Dataset items:
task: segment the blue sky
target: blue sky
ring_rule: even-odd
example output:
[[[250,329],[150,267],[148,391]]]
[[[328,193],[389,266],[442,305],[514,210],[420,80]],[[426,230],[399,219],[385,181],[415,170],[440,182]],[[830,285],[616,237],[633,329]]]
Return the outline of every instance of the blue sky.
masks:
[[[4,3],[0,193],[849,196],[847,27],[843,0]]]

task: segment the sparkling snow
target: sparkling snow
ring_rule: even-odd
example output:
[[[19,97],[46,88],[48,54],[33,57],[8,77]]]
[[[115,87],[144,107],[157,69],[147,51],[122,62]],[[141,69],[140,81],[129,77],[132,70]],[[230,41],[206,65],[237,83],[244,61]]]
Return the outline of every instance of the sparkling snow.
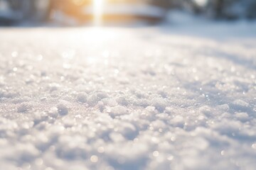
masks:
[[[191,26],[1,28],[1,169],[255,169],[255,24]]]

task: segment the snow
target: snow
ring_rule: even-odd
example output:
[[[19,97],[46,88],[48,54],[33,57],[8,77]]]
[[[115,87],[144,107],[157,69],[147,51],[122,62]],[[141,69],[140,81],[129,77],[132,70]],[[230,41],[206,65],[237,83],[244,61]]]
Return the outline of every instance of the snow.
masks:
[[[194,22],[0,28],[1,169],[255,169],[256,24]]]

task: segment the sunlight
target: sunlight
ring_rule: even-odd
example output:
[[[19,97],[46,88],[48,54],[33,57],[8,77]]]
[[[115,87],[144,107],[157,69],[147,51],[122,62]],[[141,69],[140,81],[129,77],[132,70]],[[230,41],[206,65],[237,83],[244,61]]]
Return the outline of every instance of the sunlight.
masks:
[[[102,22],[104,0],[93,0],[93,22],[95,26],[100,26]]]

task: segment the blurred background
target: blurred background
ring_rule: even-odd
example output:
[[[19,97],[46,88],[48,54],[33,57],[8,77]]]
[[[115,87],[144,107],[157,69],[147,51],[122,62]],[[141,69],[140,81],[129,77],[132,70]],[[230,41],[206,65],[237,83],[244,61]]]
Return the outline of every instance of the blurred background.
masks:
[[[155,23],[174,11],[210,20],[252,20],[256,0],[0,0],[0,25]]]

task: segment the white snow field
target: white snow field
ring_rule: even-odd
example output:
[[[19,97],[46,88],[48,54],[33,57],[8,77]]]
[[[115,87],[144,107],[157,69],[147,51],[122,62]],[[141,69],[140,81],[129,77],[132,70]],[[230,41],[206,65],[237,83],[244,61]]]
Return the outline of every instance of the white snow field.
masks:
[[[0,169],[255,169],[255,30],[0,28]]]

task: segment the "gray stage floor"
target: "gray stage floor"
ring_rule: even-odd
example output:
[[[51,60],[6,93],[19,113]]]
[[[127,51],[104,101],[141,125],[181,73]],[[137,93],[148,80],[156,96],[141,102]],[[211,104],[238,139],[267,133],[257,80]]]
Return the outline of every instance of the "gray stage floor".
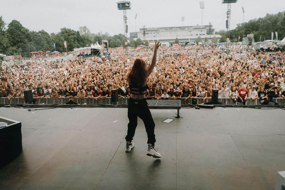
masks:
[[[285,170],[285,112],[151,110],[160,159],[138,119],[125,152],[125,108],[0,108],[22,122],[23,152],[0,169],[2,189],[274,189]],[[162,121],[167,118],[175,120]]]

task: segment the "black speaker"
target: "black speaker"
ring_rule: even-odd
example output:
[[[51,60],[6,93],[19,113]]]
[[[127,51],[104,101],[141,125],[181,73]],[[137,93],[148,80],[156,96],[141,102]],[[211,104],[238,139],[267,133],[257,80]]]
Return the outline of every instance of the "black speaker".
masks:
[[[31,103],[33,101],[33,94],[31,90],[24,91],[24,96],[26,103]]]
[[[111,94],[111,101],[112,103],[116,103],[119,101],[118,89],[112,89]]]
[[[213,88],[212,90],[212,103],[215,104],[218,102],[218,91],[216,88]]]

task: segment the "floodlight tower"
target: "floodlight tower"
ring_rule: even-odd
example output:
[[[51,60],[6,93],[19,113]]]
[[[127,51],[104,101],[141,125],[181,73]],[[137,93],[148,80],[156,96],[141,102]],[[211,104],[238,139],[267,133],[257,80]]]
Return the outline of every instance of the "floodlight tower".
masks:
[[[226,13],[227,15],[227,20],[226,21],[226,28],[227,28],[227,33],[229,34],[229,30],[230,28],[231,21],[231,3],[236,3],[237,0],[222,0],[222,3],[227,3],[228,10]]]
[[[242,7],[241,9],[243,9],[243,23],[245,22],[245,7]]]
[[[202,28],[202,25],[203,25],[203,9],[205,8],[205,7],[204,6],[204,1],[199,1],[200,3],[200,8],[201,9],[202,11],[202,17],[201,18],[201,28]]]
[[[124,15],[124,32],[125,36],[125,48],[127,45],[127,35],[128,34],[128,25],[127,25],[127,12],[126,10],[131,9],[131,2],[123,1],[117,3],[118,9],[123,10]]]

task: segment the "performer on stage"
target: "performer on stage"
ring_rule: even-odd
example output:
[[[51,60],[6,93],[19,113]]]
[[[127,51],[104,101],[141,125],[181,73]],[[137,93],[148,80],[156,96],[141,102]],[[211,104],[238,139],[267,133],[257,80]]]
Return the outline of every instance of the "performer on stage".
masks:
[[[156,52],[161,44],[159,41],[155,45],[151,64],[146,67],[145,62],[141,59],[136,59],[131,70],[128,74],[128,81],[131,90],[131,97],[128,106],[128,117],[129,122],[128,124],[128,134],[125,138],[126,140],[126,152],[129,152],[135,147],[132,142],[135,135],[137,125],[137,117],[142,120],[144,124],[147,134],[147,144],[148,147],[146,155],[155,158],[160,158],[160,154],[154,148],[155,135],[154,126],[151,114],[146,103],[145,94],[148,89],[146,82],[147,78],[152,72],[156,61]]]

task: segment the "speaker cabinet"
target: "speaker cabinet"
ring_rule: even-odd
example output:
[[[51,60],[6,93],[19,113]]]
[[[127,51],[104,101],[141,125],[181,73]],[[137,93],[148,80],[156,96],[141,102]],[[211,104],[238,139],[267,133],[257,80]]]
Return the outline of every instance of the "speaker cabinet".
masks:
[[[216,88],[213,88],[212,90],[212,103],[217,104],[218,102],[218,95],[219,90]]]
[[[31,90],[24,91],[24,95],[26,103],[31,103],[33,101],[33,94]]]
[[[112,103],[116,103],[119,101],[118,89],[112,89],[111,94],[111,101]]]

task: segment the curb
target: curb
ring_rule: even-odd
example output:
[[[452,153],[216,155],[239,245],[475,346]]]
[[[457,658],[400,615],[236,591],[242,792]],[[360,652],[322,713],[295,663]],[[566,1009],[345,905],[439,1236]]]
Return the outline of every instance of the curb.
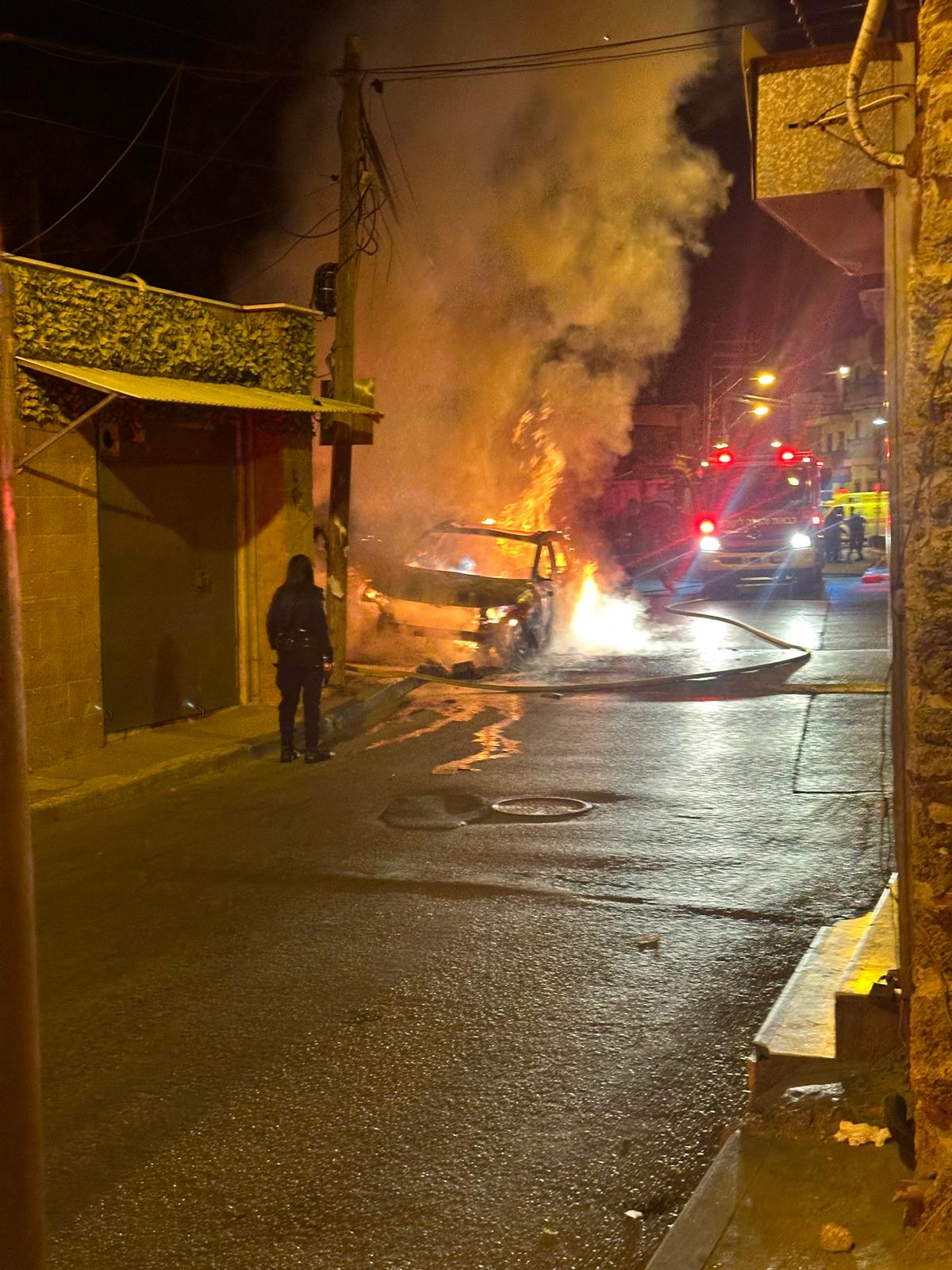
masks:
[[[421,682],[416,678],[397,679],[371,693],[369,697],[335,706],[321,719],[321,739],[336,744],[357,737],[366,726],[385,719]],[[173,786],[195,776],[226,771],[249,758],[264,758],[267,754],[277,753],[278,749],[277,733],[269,730],[217,749],[168,759],[154,767],[146,767],[135,776],[102,776],[83,781],[75,789],[50,794],[30,803],[30,817],[33,824],[58,820],[63,813],[75,812],[80,806],[84,810],[90,806],[105,806],[117,803],[132,790],[142,792]]]
[[[767,1156],[765,1143],[748,1140],[745,1147],[741,1154],[741,1133],[735,1129],[655,1250],[646,1270],[703,1270],[743,1199],[744,1175],[751,1170],[755,1172]]]

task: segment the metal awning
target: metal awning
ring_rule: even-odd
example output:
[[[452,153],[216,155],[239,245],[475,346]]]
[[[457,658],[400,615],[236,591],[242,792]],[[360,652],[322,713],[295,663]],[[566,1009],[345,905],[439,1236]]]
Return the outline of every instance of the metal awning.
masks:
[[[179,405],[213,405],[232,410],[294,410],[300,414],[378,415],[372,406],[331,398],[312,398],[305,392],[275,392],[246,384],[209,384],[207,380],[175,380],[162,375],[132,375],[129,371],[104,371],[96,366],[69,366],[65,362],[39,362],[18,357],[27,371],[55,375],[70,384],[99,392],[135,398],[137,401],[169,401]]]

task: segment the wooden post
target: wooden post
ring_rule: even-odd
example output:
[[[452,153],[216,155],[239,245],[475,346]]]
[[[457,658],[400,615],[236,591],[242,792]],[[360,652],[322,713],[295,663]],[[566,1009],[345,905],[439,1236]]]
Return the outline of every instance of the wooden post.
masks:
[[[344,97],[338,116],[340,135],[340,230],[338,232],[336,323],[334,328],[334,396],[354,400],[354,305],[359,264],[358,230],[363,197],[360,145],[360,44],[348,36],[344,44]],[[330,465],[330,523],[327,526],[327,624],[334,645],[331,683],[341,687],[347,667],[347,564],[350,531],[349,415],[334,419]]]
[[[39,1011],[13,512],[19,443],[14,351],[13,277],[0,235],[0,1260],[17,1270],[42,1270]]]

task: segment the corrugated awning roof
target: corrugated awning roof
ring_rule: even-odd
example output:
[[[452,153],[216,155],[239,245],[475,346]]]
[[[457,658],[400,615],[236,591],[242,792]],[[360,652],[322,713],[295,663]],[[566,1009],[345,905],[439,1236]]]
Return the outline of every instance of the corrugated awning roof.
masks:
[[[206,380],[175,380],[161,375],[132,375],[129,371],[104,371],[95,366],[69,366],[65,362],[39,362],[18,357],[24,370],[55,375],[99,392],[118,392],[138,401],[170,401],[180,405],[216,405],[232,410],[296,410],[300,414],[369,414],[378,411],[331,398],[312,398],[305,392],[275,392],[246,384],[209,384]]]

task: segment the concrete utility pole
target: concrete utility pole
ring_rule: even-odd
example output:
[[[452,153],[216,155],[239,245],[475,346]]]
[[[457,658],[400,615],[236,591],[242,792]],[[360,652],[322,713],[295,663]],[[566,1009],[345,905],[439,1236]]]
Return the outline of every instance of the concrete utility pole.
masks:
[[[17,1270],[42,1270],[39,1011],[13,513],[19,439],[14,352],[13,277],[0,234],[0,1260]]]
[[[360,144],[360,43],[344,43],[344,99],[338,116],[340,135],[340,230],[338,232],[336,321],[334,328],[334,398],[354,400],[354,307],[360,259],[358,231],[364,166]],[[334,419],[327,527],[327,624],[334,645],[331,683],[341,687],[347,665],[347,561],[350,531],[352,415]]]

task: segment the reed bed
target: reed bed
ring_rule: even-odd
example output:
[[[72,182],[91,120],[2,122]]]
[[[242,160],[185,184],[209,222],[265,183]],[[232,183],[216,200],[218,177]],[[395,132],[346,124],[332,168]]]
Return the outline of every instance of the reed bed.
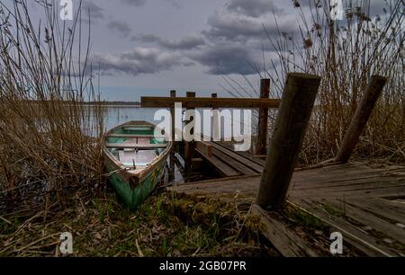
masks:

- _What the exercise asks_
Output the lines between the line containing "task: segment the blurred background" and the line containing "[[[155,23],[174,11],[210,20],[252,20],[256,0],[0,0],[0,25]]]", inclusive, as a JSON list of strings with one string per line and blank lines omitted.

- _Written solution_
[
  "task: segment the blurred background",
  "target: blurred background",
  "ring_rule: even-odd",
  "example output:",
  "[[[19,97],[46,88],[48,54],[33,57],[8,77]]]",
  "[[[115,87],[144,107],[157,69],[147,51],[122,62]],[[141,69],[140,81],[129,77],[132,70]],[[230,41],[206,65],[237,83],[244,61]]]",
  "Return the outline of every instance of the blurred background.",
  "masks:",
  "[[[155,23],[174,11],[210,20],[252,20],[256,0],[0,0],[0,25]]]"
]